* **Text**:
=======
I got a few questions and post topics this past month that I wasn’t able to cover in a full post. I did want to address them quickly here, though!
Saying “I love you”: Dan told me he loved me a few months into our dating relationship and a couple months before we were engaged. I believe he spent a lot of time considering the truth in the statement. And I’m certain he prayed about whether or not it was appropriate in our relationship at that time.
We were dating with the intention of getting married, so it didn’t catch me off guard at all. We had talked at the beginning of our relationship about physical boundaries and saying “I love you.” We talked about the implications and how we would know it was an appropriate or not.
He said it sweetly and earnestly without make a big, huge deal about it. No banner. No public announcement. It is a big deal, though. Things to consider, in my opinion: 1) Is it true? 2) Will this somehow harm the heart of the person I am dating? 3) Am I ready to bring another level of commitment to this relationship? 4) Do I feel peace about expressing this?
Physical boundaries: Oh, buddy. This is so deeply personal, yet it needs to be talked about openly so much. Dan and I had an awkward conversation very early in our relationship about what we thought was appropriate or not. I believe our standards were based in an understanding of Christ’s teachings. If you’re confused on what this may be, talk with a pastor or a spiritual leader.
Talk about it with your significant other! PLEASE. But be careful you don’t talk about it in a way that unnecessarily “turns on” your significant other. Make it awkward and clinical. For real.
Tell a close, wise friend what you decided. Ask him or her to keep you accountable. Do not tell a friend who you know (or even think) may have lower standards than you. Despite what they say, they will have difficulty keeping you accountable to your standards.
Fight for your standards. Battle for them. Recognize what triggers the stuff you don’t want to be doing — late nights, alone in the apartment, spending time in the bedroom, influence of alcohol, emotional days.
God designed sex for the context of marriage. And it is worth it to protect it for marriage. We know this, right? It is true!
Spiritual leadership in our relationship: To me, it’s all about Dan taking the initiative in spiritual matters. He is generally the one who steps back and asks that we pray about something together. He pursues spiritual conversations with me about the things I’m learning in my quiet time, what I learned from the sermon at church, and what issues I may be struggling with.
He has consistently set the standard in our home for quiet time. This has been true while we were dating and now.
My role is to encourage him. There are times recently when adoption stuff is crappy, and I have felt led to fast. I’ve encouraged him to do the same. There have been times I know he’s really busy and working really late or early shifts, and I know he’s not been able to set aside as much time in the Word. I don’t call him out on it. I just check in and encourage him.
=======
* **Given information**:
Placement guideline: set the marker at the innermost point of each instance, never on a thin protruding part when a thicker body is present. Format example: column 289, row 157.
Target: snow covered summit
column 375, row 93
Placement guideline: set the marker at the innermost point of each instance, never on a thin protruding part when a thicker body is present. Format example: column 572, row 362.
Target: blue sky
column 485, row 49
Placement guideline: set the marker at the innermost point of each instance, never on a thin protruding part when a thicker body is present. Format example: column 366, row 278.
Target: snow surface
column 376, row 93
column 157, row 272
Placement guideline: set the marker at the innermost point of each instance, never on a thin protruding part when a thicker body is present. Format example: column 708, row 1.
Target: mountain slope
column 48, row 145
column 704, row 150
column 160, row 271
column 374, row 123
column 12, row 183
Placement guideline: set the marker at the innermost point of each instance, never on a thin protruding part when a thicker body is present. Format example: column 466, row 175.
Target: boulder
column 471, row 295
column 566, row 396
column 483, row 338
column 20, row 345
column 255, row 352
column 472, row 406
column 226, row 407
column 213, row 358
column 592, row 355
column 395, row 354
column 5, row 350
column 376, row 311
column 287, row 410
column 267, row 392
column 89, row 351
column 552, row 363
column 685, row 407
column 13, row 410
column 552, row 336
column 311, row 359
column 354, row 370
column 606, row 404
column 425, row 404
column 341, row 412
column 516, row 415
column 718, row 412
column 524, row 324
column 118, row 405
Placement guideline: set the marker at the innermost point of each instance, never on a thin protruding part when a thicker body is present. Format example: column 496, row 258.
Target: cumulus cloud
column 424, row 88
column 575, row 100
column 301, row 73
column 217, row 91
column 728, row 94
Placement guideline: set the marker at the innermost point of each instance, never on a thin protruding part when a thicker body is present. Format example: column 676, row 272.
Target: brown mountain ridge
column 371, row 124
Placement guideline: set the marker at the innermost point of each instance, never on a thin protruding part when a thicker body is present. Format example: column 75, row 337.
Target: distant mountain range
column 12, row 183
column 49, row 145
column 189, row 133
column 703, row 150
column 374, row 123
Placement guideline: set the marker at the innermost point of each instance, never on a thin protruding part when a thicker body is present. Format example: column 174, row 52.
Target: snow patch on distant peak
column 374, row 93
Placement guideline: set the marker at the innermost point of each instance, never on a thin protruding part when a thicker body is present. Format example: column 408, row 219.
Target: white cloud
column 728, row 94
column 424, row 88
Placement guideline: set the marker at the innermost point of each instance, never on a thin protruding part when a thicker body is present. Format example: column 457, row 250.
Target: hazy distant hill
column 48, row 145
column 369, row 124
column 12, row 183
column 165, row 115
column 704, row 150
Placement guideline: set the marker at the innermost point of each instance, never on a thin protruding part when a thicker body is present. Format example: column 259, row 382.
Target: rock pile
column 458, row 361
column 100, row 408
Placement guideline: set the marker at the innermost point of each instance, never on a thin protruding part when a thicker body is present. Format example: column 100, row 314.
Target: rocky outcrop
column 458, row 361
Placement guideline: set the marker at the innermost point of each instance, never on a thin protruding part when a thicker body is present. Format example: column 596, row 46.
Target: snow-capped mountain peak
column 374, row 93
=======
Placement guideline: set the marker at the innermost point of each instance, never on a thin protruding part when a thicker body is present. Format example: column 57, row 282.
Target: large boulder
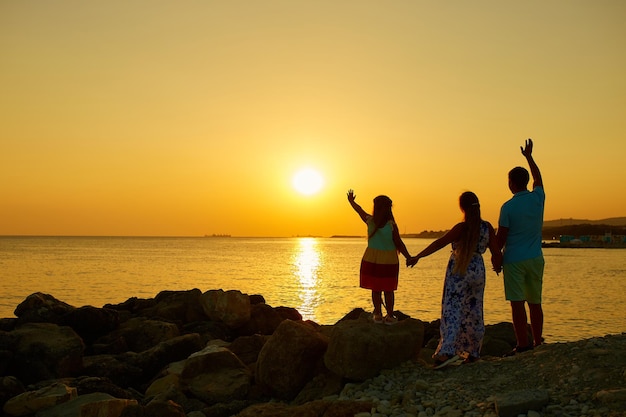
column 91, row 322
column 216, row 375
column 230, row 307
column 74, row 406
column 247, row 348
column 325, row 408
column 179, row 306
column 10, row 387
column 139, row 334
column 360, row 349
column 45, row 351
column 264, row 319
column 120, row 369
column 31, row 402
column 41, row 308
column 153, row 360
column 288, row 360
=======
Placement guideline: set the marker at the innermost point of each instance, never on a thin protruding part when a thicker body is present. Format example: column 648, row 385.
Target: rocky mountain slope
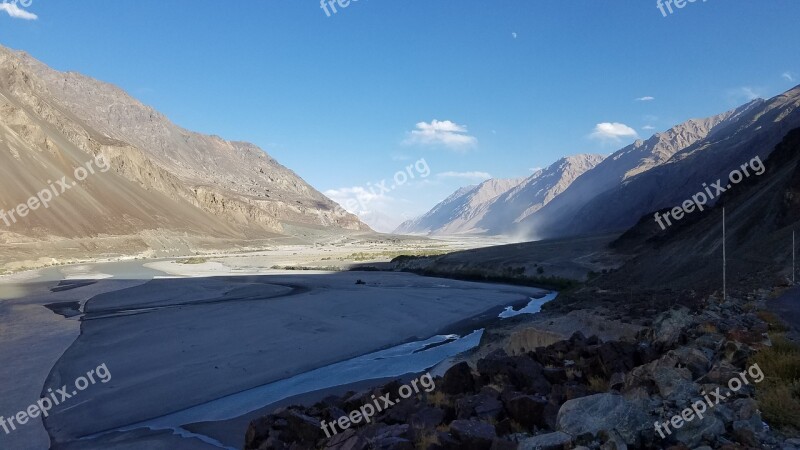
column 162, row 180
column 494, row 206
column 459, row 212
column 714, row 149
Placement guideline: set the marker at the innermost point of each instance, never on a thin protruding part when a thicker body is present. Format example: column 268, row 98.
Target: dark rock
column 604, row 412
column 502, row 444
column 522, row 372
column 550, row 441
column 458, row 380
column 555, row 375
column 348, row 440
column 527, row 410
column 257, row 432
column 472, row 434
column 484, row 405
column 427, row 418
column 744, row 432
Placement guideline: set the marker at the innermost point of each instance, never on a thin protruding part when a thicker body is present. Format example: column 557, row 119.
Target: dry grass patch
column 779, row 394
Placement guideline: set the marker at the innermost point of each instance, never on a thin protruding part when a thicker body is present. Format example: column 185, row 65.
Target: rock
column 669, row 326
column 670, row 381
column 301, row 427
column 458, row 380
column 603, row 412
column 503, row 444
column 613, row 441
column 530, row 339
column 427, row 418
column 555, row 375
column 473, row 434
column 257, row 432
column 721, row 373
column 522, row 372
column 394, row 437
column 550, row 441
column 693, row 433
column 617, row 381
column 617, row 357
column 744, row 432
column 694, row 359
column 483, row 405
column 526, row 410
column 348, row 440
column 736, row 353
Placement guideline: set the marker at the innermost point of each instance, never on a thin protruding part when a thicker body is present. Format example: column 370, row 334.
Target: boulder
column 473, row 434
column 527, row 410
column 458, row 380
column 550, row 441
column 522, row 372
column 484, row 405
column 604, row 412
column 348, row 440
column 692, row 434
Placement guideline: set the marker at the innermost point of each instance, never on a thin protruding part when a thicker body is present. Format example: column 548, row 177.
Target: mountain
=======
* **What the task asks**:
Write out, word for word, the part of the dating text above that runs from "We were dating with" to "about expressing this?".

* **Solution to this exercise**:
We were dating with the intention of getting married, so it didn’t catch me off guard at all. We had talked at the beginning of our relationship about physical boundaries and saying “I love you.” We talked about the implications and how we would know it was an appropriate or not.
He said it sweetly and earnestly without make a big, huge deal about it. No banner. No public announcement. It is a big deal, though. Things to consider, in my opinion: 1) Is it true? 2) Will this somehow harm the heart of the person I am dating? 3) Am I ready to bring another level of commitment to this relationship? 4) Do I feel peace about expressing this?